» Task goal: Give back all the data exactly as it was written.

Stored entries
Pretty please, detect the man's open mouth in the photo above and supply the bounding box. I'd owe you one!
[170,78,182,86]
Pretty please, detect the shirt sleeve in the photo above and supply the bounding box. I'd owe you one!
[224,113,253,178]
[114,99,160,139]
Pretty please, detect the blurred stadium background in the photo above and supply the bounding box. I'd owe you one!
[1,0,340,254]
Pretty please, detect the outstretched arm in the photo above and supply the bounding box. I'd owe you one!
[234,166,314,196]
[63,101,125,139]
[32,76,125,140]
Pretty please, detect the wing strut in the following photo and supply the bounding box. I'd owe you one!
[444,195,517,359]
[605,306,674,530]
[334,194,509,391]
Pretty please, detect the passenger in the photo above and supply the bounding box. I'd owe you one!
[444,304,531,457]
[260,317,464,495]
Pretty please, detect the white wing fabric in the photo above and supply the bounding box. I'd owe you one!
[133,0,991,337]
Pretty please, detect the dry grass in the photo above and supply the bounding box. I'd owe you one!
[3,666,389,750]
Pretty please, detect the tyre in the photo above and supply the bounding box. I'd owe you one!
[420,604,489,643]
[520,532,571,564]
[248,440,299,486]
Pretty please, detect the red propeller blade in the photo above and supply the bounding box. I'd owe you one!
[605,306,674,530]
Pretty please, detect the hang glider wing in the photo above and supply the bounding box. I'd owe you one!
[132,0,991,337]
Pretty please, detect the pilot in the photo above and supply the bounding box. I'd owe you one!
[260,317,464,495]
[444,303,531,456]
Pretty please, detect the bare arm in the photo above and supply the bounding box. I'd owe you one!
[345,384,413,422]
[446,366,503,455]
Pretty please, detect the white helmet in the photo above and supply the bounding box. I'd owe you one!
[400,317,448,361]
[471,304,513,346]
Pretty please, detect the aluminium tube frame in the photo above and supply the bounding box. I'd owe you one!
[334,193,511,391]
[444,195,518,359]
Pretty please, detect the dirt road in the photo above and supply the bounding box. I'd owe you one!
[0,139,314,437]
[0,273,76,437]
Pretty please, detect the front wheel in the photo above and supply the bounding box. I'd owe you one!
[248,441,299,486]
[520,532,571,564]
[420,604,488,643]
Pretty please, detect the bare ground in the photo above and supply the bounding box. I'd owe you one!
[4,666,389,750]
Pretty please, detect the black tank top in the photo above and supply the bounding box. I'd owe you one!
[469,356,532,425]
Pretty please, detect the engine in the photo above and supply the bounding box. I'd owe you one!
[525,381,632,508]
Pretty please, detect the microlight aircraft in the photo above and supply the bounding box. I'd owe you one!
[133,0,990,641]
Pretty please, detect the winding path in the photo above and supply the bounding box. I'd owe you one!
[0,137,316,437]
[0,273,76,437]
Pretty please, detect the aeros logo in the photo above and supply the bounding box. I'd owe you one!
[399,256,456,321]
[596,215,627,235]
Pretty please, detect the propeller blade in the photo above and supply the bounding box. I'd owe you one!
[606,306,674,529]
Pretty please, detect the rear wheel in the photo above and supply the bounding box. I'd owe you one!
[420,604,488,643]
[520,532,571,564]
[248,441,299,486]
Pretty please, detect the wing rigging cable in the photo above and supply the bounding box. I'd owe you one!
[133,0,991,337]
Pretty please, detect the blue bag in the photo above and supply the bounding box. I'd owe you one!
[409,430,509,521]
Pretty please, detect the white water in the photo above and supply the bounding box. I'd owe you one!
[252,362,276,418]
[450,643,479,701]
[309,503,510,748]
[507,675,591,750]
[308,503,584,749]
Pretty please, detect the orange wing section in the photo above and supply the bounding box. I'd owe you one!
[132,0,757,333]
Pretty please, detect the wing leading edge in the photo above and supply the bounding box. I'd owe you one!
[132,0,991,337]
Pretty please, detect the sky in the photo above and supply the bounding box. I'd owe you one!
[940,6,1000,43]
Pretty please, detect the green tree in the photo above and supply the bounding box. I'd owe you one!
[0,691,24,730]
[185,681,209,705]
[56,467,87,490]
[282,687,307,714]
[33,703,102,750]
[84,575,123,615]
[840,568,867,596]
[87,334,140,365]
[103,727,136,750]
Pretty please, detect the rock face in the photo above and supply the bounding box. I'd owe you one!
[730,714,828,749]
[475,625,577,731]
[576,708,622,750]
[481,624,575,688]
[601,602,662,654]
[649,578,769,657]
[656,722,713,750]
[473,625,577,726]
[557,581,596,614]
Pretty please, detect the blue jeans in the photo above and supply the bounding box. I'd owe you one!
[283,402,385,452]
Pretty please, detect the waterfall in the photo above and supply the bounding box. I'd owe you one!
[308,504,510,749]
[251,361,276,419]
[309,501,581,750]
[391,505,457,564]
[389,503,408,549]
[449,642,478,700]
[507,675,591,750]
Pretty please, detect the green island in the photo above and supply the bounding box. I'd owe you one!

» Reply to the task:
Pretty please, detect the man's open mouth in the photo above and supply the bounding box. I'd owe you one!
[170,78,182,86]
Pretty please, detect the shirt sleeve in the photo above and supply the bounding box. I'd owe you one!
[224,113,253,178]
[114,99,160,139]
Pretty please, detect the blurred stadium background in the photo above and supply the bounding box. I'd owe you one!
[1,0,340,254]
Pretty please, detect the outstretched arm in the photo above and supply the bounding box. I'd owe you one!
[234,166,314,196]
[63,101,125,139]
[32,76,125,140]
Pretty please, detect the wing strut in the following photo and supply the bounding box. I'd owe you one!
[444,195,517,359]
[605,306,674,530]
[334,194,509,391]
Pretty please, detect the passenger in the photo above and supply the bounding box. I'd owe you one!
[444,304,531,457]
[260,317,464,495]
Pretty please, detect the white wing fabric in the photo above and supply the bounding box. I'd owe you one!
[133,0,991,337]
Pretty please, detect the dry grass in the photo above and supply the bounding box. I'd owe you one!
[3,666,389,750]
Pretty please, detect the tyre in the photo above and supply the bounding box. I'd owe you one!
[420,604,489,643]
[520,532,571,564]
[248,440,299,486]
Pretty please, detect the red propeller blade in the photo above and supply the bounding box. I'd owe you one!
[605,306,674,530]
Pretty please, detect the hang glider wing in the photo above and supply the bounding box. I'd owe you one!
[132,0,991,337]
Pretty please, detect the pilot in the photo above and supply the bounding box. I'd owe you one!
[260,317,464,495]
[444,303,531,456]
Pretty please, detect the bare arm in the photo above and supply the bounding box. I'd owe you one!
[345,384,413,422]
[446,366,503,455]
Pretty please, detect the white helmet in the photo above and supply the bounding box. I'd owe you one!
[400,317,448,361]
[471,304,513,346]
Pretty please, detect the aluminium tube frame in the photo above and supply the bounding box. I'd owe you one!
[334,193,511,391]
[444,195,518,359]
Pretty please, detect the dirt road in the photo above and supply the bounding box. I'd owe you one!
[0,139,314,437]
[0,273,76,437]
Pretty please, detect the front wheel in the photo above and supply the bounding box. I'd owe you one!
[248,441,299,486]
[520,532,571,564]
[420,604,488,643]
Pretty please, detect the bare ground in the photo above and supply the bounding box. I'd owe you one!
[4,666,389,750]
Pretty please, detect the black tank top in the photo above and supply the bounding box. I'd owe you one!
[469,356,532,425]
Pretty please, detect the engine in the photo above and supply the bounding box. I'd owe you one!
[525,381,632,508]
Pretty please, detect the microlight aircraft in the photo above and supply the bounding box. I'd owe you one!
[133,0,990,641]
Pretty please, detect the winding path in the photo above and supply the bounding box. I'd owe you one!
[0,137,316,437]
[0,273,76,437]
Pretty please, detect the aeros logo in the photo above and supply the bounding box. I'd owe you one!
[399,256,456,321]
[596,215,627,235]
Pretty please, detect the propeller blade in the photo above and supply the bounding box. I'd owe you one!
[606,306,674,529]
Pretty please, detect the rear wheel in the photo above and supply the bounding box. I'd owe you one!
[420,604,488,643]
[520,532,571,564]
[248,441,299,486]
Pretty please, detect the wing rigging cable in the photo above and supply the bounding box. I'd owe you one!
[133,0,991,337]
Pretty please, detect the blue bag in the photo above and supply the bounding box. I'd owe you one!
[409,430,509,521]
Pretty please, detect the white water in the photo above and supply the bounding box. I'd owe you one!
[252,362,276,418]
[450,643,479,701]
[309,503,510,748]
[507,675,591,750]
[308,503,584,749]
Pretty please, detect the orange wing section in the photo above and supply the bounding box. I'd owe you one!
[132,0,757,333]
Pretty please, detect the wing leading edge in the photo above and supply the bounding box. I'd owe you one!
[132,0,991,337]
Pretty please, detect the sky in the photo above and supply the bounding box. I'd owe you one!
[940,6,1000,43]
Pretty please, detect the green tree in the photo above and supply the bounding box. I'd owe you one!
[0,691,24,730]
[185,681,209,705]
[56,467,87,490]
[282,687,307,714]
[33,703,102,750]
[84,575,123,615]
[840,568,867,596]
[87,334,140,365]
[103,727,136,750]
Pretty please, detect the rock face in the photo above and supply the bounding box. I'd owe you one!
[730,714,828,749]
[475,625,577,731]
[576,708,622,750]
[481,624,575,688]
[601,602,662,654]
[649,578,769,657]
[656,722,713,750]
[473,625,577,726]
[557,581,596,614]
Pretty please, detect the blue jeans in the photo above and supply the bounding box. I'd owe you one!
[283,402,385,452]
Pretty please, detect the waterfall in the photo above and supply the bounding box. I'd owe you one!
[308,504,510,749]
[251,361,276,419]
[309,501,581,750]
[391,505,457,564]
[389,503,408,549]
[449,642,478,700]
[507,675,591,750]
Pretty please, detect the green island in the photo above and supply the bounding box. I'd owe you one!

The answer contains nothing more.